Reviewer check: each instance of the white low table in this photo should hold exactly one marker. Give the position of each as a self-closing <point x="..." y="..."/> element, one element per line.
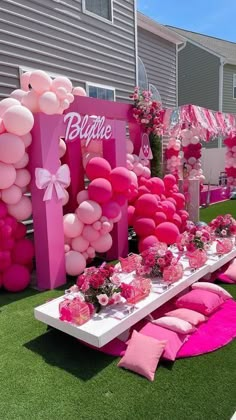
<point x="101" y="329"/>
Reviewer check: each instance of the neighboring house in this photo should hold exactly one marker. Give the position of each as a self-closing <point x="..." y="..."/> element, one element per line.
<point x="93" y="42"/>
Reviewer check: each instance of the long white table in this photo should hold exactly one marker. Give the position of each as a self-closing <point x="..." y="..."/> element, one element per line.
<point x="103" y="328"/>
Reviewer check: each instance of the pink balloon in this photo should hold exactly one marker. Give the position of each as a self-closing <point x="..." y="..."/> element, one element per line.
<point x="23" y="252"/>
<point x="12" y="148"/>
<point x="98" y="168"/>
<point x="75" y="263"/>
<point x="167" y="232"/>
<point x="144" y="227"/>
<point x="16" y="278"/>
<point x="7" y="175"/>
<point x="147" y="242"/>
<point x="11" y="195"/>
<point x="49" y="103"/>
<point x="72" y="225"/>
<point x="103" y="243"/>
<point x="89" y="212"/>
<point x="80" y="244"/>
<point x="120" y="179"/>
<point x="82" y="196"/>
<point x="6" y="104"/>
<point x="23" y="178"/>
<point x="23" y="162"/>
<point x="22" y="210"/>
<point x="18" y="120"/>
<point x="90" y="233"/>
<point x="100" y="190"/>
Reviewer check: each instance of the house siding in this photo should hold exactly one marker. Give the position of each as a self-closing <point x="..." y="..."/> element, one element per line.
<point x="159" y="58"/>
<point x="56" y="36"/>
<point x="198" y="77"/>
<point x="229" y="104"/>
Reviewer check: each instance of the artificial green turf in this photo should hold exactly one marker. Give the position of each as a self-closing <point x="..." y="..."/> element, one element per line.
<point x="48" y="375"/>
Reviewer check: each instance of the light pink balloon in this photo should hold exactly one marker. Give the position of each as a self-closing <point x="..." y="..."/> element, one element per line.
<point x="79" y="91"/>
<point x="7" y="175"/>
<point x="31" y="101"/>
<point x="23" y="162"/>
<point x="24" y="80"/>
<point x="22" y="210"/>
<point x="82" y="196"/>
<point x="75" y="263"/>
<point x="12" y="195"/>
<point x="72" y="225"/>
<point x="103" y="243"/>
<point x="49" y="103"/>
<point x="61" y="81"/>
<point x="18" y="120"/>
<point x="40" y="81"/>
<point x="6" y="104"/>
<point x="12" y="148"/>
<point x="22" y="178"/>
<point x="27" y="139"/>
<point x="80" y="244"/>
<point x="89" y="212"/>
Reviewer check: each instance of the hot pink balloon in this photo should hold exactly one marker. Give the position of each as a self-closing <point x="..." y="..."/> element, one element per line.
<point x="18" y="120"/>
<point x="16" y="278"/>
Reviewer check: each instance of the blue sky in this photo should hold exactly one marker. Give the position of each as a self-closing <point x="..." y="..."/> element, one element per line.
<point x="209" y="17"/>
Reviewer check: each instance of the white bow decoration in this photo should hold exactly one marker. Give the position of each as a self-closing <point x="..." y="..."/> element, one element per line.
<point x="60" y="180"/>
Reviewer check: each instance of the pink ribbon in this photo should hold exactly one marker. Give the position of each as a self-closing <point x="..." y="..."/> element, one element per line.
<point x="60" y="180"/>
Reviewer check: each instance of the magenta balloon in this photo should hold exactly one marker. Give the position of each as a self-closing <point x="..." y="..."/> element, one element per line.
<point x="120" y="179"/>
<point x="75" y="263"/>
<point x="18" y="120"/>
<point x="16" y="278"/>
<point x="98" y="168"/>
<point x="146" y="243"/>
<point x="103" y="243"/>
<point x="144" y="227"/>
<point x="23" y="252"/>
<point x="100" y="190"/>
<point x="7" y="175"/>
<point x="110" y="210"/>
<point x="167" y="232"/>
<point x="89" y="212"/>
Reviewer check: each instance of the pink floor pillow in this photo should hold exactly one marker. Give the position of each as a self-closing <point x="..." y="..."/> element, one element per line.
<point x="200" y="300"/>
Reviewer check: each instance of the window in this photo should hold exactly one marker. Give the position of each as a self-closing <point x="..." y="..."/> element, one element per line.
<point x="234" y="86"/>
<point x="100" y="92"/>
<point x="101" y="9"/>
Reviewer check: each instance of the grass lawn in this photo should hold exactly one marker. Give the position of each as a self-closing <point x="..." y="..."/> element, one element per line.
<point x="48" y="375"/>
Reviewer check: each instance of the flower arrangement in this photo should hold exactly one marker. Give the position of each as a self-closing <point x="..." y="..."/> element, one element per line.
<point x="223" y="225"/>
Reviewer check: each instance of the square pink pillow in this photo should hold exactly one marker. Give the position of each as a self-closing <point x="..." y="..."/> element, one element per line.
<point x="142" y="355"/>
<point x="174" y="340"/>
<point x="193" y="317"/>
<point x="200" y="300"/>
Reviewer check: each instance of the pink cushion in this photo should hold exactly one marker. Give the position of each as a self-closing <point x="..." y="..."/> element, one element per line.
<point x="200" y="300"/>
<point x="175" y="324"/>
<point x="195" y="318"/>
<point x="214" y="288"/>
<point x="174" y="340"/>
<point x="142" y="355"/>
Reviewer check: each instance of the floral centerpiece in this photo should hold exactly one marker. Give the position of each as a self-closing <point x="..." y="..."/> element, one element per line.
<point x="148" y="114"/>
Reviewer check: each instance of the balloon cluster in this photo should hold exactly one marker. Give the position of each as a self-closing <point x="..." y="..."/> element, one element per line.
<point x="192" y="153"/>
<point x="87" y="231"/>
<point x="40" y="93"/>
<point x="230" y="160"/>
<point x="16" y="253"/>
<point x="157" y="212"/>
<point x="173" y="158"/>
--
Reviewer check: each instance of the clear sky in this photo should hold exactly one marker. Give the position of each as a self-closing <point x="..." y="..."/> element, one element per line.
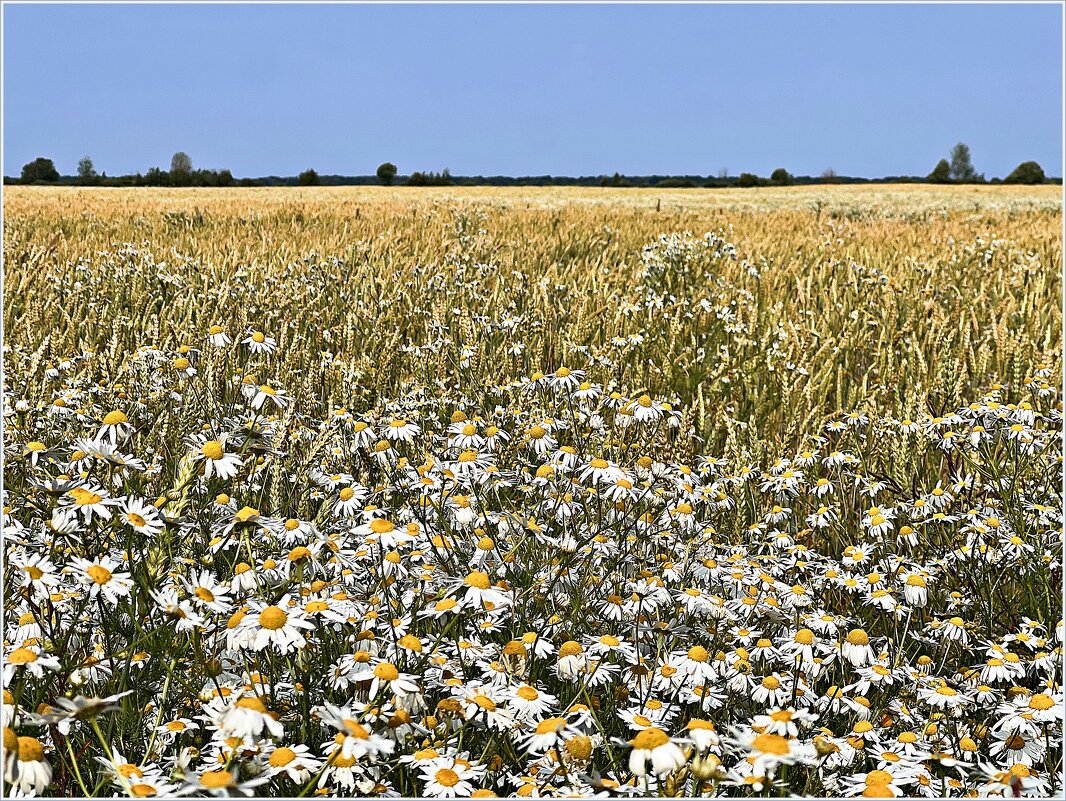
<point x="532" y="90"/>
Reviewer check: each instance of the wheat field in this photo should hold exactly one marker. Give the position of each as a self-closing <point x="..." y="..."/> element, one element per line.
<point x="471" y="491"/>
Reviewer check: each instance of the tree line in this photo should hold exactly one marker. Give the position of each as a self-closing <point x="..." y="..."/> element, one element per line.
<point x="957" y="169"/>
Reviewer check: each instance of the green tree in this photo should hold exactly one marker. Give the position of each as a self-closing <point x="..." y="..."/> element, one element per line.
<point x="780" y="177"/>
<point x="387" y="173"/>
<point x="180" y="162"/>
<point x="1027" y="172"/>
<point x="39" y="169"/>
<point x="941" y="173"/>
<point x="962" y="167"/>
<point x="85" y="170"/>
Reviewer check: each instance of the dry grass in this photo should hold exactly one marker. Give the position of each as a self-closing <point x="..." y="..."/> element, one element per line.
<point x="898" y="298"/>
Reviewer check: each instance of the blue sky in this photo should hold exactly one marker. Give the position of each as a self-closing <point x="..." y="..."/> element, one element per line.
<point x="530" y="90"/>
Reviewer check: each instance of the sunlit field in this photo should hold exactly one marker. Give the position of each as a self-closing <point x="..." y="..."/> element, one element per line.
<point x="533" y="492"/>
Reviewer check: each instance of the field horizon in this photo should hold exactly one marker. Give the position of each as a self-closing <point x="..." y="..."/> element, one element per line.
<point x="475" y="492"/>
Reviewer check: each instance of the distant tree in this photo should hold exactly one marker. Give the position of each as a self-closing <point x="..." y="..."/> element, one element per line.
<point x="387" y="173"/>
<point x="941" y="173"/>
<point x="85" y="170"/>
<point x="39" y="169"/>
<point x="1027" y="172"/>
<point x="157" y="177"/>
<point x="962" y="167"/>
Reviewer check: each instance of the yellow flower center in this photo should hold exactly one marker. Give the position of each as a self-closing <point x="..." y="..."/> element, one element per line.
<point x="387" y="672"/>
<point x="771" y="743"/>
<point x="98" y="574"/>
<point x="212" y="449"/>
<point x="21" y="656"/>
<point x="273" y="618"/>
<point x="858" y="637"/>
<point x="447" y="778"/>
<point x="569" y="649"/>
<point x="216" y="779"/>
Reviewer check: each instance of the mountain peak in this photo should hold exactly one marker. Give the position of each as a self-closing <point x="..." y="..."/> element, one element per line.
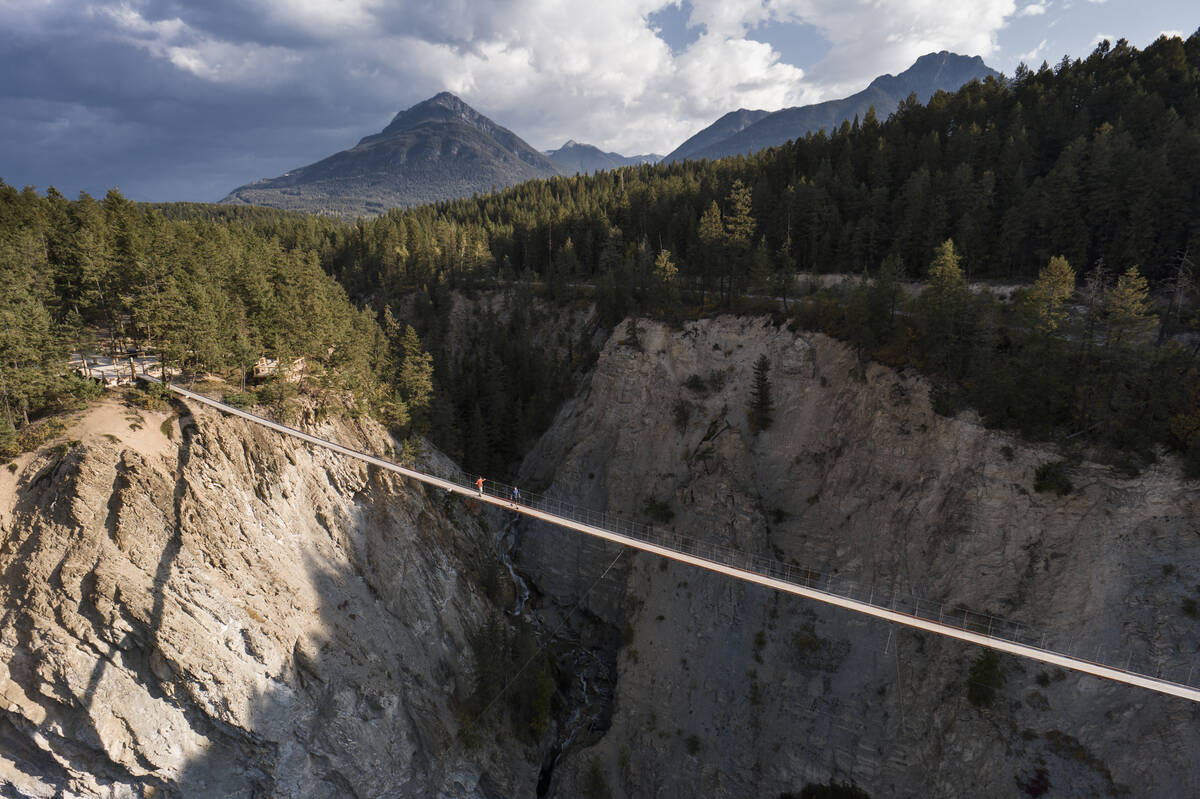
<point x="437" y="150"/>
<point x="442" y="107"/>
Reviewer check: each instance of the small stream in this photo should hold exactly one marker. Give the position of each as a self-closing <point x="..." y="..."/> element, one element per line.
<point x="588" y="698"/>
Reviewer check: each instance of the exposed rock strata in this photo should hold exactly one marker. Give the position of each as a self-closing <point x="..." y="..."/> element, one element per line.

## What you will do
Select every line of the data above that contains the word "pillow", and copy those lines. Case counts.

## Completed exercise
Reviewer check: each instance of the pink floor pillow in this photo should hold exactly one marker. Give the position of each as a self-closing <point x="..." y="..."/> element, one element per line.
Reviewer check: each instance of the square pink pillow in this photo should hold exactly one marker. Give the position of each as a self-closing <point x="..." y="..."/> element, one element per line.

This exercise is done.